> **Objective**:
Pull out the lines of the data from the very first line through the line containing "Outlines of the", both ends included, and reproduce them word for word.

------ Items ------

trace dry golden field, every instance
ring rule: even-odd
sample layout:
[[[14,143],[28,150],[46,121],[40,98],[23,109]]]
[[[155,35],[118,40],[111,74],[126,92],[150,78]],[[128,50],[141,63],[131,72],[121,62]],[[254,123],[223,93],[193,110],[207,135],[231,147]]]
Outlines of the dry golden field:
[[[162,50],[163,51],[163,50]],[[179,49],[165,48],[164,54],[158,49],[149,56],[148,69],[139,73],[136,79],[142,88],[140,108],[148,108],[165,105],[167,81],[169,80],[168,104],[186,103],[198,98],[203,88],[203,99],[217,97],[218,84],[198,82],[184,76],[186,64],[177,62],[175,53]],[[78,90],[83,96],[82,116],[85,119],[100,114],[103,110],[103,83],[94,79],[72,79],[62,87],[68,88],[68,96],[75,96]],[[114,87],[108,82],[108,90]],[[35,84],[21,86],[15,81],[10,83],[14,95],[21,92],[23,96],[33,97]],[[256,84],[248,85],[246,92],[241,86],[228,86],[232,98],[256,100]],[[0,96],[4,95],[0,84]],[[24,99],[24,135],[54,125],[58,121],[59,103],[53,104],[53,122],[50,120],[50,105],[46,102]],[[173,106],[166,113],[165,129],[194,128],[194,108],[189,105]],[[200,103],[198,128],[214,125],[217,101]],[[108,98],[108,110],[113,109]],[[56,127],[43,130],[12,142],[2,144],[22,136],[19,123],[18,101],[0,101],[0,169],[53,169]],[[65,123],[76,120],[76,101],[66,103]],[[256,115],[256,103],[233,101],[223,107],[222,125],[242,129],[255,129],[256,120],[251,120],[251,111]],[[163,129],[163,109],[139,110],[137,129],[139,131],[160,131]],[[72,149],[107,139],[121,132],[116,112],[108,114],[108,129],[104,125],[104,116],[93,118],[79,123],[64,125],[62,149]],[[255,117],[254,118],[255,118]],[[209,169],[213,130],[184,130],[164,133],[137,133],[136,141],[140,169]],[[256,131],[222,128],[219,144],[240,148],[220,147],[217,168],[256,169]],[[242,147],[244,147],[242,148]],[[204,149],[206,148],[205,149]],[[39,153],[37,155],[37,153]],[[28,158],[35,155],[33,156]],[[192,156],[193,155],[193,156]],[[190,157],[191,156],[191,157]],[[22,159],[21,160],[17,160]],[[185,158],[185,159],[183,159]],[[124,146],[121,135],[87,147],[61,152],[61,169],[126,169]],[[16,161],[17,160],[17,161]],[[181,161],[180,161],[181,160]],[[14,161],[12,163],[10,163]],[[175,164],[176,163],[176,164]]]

------

> **Final answer**:
trace dry golden field, every instance
ring rule: even-odd
sample layout:
[[[14,143],[28,150],[46,121],[40,98],[23,109]]]
[[[155,35],[118,40],[111,74],[126,92],[150,78]],[[128,50],[141,63],[131,72],[121,62]],[[254,123],[223,93],[193,110],[207,135],[231,147]]]
Outlines of the dry golden field:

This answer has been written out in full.